Location identification entries
** Start **

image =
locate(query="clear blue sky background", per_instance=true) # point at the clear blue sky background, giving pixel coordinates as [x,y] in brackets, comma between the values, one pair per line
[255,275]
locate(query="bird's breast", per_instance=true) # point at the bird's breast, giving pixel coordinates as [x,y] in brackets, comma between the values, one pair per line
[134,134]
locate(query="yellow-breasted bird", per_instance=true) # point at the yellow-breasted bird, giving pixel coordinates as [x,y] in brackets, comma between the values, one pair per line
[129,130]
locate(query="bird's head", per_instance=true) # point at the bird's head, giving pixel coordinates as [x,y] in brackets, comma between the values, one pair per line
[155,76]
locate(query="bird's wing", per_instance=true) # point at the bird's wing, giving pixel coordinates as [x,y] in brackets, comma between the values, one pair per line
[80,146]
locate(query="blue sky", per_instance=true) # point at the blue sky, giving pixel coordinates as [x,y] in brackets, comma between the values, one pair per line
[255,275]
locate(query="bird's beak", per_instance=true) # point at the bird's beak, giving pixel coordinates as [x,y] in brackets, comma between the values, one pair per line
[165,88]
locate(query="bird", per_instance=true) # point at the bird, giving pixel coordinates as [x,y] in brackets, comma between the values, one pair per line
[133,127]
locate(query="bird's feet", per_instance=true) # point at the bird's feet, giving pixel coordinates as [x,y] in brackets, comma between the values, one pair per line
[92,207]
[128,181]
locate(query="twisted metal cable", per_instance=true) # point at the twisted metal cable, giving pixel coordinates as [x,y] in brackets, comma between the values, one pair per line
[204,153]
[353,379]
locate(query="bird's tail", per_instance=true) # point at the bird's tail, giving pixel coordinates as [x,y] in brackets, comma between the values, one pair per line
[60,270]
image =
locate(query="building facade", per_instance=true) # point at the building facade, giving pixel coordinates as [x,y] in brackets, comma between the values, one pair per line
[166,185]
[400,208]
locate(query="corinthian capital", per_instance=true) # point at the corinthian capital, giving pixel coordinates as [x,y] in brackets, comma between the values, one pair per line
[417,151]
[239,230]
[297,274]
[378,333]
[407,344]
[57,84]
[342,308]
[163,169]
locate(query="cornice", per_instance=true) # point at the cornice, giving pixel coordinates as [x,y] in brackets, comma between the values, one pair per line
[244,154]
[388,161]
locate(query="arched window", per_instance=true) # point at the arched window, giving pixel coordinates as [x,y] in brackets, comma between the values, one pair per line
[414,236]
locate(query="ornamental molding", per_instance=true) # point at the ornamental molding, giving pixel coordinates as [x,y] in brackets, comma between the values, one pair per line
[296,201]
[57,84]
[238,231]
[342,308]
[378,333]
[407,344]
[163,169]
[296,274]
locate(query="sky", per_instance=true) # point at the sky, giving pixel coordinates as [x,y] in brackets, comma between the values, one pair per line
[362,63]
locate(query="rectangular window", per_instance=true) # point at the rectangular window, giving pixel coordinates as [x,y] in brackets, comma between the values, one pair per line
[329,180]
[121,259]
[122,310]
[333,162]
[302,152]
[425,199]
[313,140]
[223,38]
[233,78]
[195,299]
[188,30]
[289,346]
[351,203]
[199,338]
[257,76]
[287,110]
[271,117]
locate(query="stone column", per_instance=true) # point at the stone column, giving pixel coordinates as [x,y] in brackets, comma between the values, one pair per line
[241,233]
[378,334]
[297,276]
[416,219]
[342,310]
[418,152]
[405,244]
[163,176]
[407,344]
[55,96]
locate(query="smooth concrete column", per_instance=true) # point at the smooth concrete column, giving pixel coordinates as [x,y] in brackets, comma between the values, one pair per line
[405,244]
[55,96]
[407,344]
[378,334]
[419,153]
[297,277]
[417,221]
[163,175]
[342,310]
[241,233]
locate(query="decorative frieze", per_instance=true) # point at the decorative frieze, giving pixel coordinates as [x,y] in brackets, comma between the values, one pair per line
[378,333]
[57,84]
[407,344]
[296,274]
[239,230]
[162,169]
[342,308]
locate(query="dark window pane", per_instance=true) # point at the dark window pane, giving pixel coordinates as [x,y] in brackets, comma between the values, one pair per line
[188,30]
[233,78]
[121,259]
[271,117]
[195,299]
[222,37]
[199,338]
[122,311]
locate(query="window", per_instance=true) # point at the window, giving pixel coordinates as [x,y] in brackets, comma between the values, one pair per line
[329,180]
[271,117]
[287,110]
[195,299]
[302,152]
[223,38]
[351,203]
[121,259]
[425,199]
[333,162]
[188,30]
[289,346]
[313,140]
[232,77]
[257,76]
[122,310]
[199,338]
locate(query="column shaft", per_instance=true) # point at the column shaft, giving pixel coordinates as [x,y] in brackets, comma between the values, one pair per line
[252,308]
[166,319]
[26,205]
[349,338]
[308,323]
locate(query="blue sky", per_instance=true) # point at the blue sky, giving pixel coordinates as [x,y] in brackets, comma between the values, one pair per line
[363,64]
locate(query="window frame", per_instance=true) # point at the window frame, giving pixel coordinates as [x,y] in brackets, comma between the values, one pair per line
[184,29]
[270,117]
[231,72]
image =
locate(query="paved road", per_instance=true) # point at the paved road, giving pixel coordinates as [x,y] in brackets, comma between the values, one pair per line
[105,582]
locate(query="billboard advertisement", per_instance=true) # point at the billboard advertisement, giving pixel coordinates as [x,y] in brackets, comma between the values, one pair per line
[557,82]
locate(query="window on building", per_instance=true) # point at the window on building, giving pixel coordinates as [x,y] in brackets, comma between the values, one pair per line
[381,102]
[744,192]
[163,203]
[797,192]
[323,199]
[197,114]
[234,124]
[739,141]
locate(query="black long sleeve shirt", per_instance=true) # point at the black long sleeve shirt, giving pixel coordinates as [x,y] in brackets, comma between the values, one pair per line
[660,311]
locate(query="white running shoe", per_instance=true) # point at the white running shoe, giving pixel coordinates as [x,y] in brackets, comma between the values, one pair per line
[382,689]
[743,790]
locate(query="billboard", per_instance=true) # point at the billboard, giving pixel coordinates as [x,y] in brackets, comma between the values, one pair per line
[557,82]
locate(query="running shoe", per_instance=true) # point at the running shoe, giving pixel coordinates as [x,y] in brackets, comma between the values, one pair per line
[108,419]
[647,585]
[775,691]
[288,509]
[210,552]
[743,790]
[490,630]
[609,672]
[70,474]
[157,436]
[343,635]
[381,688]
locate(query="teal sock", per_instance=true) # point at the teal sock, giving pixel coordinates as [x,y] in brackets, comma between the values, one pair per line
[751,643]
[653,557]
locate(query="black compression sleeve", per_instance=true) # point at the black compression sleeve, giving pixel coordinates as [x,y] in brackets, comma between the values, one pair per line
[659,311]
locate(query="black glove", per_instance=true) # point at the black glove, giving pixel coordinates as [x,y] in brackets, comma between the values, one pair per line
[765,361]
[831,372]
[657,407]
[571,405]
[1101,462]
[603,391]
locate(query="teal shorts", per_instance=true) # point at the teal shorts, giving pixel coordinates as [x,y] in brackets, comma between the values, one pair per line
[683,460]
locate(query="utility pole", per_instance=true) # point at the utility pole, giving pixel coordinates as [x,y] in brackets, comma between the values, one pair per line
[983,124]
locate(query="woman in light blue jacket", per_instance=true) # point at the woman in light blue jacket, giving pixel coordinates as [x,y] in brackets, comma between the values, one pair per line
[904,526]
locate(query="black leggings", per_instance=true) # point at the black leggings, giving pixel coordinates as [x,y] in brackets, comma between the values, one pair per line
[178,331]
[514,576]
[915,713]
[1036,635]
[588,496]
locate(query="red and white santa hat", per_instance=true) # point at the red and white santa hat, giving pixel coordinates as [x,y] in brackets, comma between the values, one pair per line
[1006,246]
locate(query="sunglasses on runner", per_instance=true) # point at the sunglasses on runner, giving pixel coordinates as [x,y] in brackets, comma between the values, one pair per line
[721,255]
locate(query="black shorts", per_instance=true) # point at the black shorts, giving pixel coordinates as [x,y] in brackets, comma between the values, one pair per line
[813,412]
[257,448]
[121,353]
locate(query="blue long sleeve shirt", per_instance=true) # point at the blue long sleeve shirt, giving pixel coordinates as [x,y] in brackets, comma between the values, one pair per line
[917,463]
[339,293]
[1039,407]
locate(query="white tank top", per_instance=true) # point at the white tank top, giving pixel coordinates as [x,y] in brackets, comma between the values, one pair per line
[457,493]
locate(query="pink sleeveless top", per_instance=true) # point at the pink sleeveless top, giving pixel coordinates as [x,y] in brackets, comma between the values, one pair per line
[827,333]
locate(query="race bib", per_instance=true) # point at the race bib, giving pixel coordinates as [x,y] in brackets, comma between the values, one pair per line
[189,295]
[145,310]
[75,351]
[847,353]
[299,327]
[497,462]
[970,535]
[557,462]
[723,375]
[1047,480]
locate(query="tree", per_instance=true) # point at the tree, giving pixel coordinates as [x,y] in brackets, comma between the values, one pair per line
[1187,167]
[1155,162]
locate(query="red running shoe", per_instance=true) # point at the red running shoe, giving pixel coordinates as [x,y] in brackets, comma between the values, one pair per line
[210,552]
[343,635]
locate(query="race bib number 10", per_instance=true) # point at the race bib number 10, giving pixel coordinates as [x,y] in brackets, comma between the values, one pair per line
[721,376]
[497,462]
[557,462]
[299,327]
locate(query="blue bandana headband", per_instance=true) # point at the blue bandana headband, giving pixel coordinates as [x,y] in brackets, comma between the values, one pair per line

** End **

◆ **Exercise aim**
Reproduce nothing but the lines from the line containing "the tree, giving" to the last line of the data, each exactly as written.

◆ **Result**
locate(query="tree", per_instance=true) # point at the tree, giving pixel coordinates as [x,y] in brackets, comma between the values, one pair per line
[1187,167]
[1155,162]
locate(query="red running shoe", per_instance=true) # point at the red running shoe, giving pixel coordinates as [x,y] in brackets, comma between the values, one pair per line
[210,552]
[343,635]
locate(query="race bib number 10", per_instance=true) # point at the race bib number 10, giving pixel coordinates as [x,y] in brackets, comma between the values, one pair per line
[721,376]
[497,462]
[557,462]
[299,327]
locate(query="blue bandana headband", per_instance=true) # point at the blue bandana headband, giving pixel coordinates as [x,y] in brackets, comma between the values, one pair per line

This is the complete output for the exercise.